**WORKING DATA**
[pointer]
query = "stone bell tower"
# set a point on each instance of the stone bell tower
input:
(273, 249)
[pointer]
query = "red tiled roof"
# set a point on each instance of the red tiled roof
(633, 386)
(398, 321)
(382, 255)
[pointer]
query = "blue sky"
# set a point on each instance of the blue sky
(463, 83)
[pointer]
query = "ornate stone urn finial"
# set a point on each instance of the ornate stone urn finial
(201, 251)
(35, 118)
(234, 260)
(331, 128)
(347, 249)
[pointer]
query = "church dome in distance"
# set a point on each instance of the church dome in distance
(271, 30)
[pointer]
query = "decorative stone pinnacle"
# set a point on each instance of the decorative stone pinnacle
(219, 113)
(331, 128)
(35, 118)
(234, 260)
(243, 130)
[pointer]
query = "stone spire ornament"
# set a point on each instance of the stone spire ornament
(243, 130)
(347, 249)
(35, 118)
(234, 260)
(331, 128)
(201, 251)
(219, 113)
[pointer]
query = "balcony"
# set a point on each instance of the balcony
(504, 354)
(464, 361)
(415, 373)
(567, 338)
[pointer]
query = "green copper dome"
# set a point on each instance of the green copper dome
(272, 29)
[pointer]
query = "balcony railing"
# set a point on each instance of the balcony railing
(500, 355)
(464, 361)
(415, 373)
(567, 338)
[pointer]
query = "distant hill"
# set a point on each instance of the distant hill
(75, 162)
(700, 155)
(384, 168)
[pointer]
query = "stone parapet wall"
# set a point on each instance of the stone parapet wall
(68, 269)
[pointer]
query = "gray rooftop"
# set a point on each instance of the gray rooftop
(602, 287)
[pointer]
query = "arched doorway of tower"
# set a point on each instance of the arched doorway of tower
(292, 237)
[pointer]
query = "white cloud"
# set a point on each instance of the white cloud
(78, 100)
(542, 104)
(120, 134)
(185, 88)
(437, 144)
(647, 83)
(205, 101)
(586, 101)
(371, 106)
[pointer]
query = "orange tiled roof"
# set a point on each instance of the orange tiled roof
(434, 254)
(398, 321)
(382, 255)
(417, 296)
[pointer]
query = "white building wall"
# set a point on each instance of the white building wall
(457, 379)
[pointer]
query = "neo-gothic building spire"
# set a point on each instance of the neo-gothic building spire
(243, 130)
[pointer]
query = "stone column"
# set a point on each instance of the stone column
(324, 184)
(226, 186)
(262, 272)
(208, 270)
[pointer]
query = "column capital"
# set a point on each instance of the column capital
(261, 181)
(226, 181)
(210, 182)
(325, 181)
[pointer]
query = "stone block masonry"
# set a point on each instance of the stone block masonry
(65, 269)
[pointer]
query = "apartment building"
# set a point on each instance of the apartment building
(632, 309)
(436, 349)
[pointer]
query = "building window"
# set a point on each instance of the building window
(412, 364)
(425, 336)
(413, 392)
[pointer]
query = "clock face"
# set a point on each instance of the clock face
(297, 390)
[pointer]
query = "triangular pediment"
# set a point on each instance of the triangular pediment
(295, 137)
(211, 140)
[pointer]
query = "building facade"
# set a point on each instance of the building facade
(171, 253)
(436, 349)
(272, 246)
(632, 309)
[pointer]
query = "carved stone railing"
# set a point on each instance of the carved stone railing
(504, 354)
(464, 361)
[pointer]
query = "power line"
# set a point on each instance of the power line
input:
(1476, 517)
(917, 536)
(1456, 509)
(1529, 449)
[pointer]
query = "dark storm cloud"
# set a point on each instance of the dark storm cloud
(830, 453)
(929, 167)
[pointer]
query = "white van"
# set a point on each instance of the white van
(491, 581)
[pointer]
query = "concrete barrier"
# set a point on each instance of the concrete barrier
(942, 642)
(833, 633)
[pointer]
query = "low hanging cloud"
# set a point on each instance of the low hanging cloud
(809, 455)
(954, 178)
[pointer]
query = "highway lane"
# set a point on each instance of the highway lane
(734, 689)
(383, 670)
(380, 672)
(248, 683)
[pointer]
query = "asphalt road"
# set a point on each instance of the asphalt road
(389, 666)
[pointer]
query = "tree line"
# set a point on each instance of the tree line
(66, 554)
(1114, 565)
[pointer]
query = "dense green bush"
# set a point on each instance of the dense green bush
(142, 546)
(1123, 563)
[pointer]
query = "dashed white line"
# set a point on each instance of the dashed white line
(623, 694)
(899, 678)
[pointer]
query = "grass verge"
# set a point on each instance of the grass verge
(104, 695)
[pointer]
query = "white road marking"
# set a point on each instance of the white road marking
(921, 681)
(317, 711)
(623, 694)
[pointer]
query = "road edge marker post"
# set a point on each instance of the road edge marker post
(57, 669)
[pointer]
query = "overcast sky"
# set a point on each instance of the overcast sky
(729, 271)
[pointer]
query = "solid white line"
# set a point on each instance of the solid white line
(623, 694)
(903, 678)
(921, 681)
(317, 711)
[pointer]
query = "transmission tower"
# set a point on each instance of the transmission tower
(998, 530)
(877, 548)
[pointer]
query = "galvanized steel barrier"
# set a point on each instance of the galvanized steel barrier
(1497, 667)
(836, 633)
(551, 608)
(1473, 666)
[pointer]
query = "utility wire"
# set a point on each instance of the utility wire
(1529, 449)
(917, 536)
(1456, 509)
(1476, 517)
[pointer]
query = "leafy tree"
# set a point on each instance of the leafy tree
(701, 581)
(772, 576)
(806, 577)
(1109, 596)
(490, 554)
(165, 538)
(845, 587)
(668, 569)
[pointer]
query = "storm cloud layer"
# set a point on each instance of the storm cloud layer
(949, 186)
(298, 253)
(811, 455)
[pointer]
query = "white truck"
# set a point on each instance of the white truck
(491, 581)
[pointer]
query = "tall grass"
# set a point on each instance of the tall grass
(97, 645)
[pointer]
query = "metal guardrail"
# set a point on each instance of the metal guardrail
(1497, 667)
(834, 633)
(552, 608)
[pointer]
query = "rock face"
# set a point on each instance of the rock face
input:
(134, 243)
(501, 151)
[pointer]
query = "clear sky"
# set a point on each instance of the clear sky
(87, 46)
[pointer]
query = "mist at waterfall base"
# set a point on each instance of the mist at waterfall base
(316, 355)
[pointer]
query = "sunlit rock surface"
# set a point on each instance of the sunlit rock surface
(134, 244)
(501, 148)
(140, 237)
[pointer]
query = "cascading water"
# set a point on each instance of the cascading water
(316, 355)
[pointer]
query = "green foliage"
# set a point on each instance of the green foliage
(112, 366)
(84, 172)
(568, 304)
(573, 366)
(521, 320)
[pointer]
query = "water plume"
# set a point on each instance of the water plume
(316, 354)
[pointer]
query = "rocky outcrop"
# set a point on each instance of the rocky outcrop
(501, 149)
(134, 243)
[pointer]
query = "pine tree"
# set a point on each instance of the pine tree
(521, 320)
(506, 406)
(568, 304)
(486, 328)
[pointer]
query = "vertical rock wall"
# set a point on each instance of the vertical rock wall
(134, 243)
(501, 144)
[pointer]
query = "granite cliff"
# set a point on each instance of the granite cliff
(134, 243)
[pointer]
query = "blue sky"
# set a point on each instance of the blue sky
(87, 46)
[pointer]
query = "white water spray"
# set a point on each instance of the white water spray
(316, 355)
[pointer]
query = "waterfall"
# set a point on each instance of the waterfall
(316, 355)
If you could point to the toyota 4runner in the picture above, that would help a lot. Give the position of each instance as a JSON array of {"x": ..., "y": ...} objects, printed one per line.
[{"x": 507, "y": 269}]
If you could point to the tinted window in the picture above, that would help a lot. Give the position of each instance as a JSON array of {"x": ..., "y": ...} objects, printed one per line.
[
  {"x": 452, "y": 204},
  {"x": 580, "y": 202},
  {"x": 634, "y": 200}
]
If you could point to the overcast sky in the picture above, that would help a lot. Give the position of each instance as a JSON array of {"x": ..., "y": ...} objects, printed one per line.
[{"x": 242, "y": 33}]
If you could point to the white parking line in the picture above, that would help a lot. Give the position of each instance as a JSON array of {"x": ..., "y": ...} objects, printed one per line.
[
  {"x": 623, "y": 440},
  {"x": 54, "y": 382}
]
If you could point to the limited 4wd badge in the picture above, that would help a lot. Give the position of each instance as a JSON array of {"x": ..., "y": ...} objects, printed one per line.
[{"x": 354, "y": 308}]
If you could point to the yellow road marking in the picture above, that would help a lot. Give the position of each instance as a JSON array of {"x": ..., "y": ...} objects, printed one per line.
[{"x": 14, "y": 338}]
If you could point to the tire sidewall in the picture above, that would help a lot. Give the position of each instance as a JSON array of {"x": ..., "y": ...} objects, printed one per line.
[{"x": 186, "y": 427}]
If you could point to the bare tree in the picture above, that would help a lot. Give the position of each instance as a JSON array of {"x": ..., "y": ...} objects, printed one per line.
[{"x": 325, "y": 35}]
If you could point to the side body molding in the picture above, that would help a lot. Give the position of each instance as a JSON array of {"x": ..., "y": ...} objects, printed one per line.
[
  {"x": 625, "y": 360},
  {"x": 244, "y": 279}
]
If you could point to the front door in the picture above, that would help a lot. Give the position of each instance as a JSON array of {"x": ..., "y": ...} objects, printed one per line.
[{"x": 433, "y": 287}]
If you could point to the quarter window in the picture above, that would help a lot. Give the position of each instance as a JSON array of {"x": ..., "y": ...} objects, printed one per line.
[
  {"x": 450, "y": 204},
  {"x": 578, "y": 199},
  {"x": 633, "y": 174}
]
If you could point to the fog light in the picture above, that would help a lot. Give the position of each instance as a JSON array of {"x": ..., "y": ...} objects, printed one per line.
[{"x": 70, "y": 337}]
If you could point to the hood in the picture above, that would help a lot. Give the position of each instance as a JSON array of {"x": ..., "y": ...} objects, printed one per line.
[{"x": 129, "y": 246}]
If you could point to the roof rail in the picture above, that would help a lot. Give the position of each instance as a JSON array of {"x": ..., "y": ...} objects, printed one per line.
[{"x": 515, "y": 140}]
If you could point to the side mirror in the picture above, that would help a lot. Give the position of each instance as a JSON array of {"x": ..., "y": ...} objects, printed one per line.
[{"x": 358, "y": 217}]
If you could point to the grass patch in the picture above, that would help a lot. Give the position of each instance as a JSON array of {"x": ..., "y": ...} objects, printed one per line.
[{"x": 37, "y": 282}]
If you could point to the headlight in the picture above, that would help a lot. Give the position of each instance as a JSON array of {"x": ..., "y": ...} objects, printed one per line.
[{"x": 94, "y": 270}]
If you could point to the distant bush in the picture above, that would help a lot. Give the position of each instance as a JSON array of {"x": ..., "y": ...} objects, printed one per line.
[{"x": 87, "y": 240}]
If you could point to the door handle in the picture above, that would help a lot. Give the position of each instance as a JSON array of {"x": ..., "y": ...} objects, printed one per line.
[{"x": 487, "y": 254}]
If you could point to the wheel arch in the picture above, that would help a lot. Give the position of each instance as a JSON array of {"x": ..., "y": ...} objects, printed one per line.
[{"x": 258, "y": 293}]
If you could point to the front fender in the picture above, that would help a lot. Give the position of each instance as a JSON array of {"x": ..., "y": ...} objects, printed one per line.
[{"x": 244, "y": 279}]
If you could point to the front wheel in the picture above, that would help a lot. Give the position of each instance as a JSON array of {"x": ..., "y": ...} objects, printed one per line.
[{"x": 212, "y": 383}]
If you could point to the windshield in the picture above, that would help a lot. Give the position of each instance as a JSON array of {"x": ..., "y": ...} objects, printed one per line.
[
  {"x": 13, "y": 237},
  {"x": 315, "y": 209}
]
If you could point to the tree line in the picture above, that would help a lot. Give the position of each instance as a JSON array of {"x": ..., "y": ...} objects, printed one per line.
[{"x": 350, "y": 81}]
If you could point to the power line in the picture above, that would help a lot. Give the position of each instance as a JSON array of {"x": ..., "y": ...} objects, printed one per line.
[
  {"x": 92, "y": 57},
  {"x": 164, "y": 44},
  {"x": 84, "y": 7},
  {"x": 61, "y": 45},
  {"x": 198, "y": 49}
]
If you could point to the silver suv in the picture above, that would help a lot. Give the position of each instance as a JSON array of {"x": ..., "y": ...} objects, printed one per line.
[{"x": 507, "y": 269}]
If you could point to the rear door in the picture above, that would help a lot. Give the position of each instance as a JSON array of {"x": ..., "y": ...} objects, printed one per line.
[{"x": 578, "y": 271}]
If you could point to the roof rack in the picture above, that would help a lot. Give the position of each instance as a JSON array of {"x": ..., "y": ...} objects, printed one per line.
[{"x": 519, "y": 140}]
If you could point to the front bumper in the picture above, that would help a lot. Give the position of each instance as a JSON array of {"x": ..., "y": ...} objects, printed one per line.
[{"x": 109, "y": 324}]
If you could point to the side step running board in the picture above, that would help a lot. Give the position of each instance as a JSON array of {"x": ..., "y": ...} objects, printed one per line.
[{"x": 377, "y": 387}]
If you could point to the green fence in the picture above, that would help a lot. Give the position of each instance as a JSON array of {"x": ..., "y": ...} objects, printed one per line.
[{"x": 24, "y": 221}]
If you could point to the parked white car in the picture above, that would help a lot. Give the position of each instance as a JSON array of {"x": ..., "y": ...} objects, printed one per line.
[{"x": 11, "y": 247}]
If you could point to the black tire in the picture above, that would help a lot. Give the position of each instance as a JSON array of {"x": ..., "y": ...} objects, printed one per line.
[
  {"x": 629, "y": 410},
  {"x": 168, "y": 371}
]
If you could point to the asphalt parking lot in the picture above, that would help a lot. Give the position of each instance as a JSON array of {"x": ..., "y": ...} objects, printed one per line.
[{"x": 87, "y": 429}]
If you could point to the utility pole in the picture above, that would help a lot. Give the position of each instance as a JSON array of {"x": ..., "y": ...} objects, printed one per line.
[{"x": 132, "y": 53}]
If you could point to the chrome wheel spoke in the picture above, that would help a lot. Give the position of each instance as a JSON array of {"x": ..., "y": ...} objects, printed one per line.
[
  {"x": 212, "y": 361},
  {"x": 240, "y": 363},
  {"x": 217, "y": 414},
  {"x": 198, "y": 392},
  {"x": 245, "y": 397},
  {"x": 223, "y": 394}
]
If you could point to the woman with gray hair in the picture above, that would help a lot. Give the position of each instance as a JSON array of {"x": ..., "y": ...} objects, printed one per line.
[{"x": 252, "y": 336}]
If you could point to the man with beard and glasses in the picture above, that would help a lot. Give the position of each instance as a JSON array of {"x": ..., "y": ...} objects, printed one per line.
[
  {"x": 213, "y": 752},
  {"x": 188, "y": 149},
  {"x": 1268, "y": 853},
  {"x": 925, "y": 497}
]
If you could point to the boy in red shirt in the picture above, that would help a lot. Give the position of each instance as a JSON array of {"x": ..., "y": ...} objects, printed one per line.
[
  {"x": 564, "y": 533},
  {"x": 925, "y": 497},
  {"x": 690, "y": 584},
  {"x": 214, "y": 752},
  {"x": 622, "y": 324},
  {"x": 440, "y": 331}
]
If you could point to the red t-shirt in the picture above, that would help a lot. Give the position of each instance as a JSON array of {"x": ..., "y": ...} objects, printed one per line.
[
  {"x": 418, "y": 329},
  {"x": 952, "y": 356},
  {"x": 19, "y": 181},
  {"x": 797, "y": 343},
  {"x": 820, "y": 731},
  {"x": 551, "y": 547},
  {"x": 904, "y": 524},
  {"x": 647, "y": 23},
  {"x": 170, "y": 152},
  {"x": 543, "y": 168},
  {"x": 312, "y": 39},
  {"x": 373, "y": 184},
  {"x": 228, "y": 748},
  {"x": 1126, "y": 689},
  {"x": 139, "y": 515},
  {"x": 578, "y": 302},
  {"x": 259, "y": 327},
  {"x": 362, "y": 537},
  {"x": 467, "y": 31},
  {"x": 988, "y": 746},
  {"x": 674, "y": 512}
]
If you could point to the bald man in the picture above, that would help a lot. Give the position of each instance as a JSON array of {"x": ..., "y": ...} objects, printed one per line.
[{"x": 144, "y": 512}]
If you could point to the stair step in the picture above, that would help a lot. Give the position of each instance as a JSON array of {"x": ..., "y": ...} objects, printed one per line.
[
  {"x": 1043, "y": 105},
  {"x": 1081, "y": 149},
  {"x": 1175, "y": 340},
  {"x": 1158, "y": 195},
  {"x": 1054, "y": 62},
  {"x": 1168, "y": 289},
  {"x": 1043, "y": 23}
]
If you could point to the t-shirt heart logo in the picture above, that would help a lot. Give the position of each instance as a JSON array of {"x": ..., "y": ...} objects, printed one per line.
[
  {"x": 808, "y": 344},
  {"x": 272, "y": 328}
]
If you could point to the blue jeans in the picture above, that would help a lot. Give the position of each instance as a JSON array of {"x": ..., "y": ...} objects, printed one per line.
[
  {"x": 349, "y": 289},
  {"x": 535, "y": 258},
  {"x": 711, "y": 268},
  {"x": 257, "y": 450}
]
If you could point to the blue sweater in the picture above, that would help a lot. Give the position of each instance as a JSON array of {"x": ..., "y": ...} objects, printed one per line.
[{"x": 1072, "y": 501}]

**TASK INSTRUCTIONS**
Check each line of the listing above for the string "bell" and return those that contain it.

**YOUR RESPONSE**
query = "stone bell tower"
# set a point on each instance of the stone bell tower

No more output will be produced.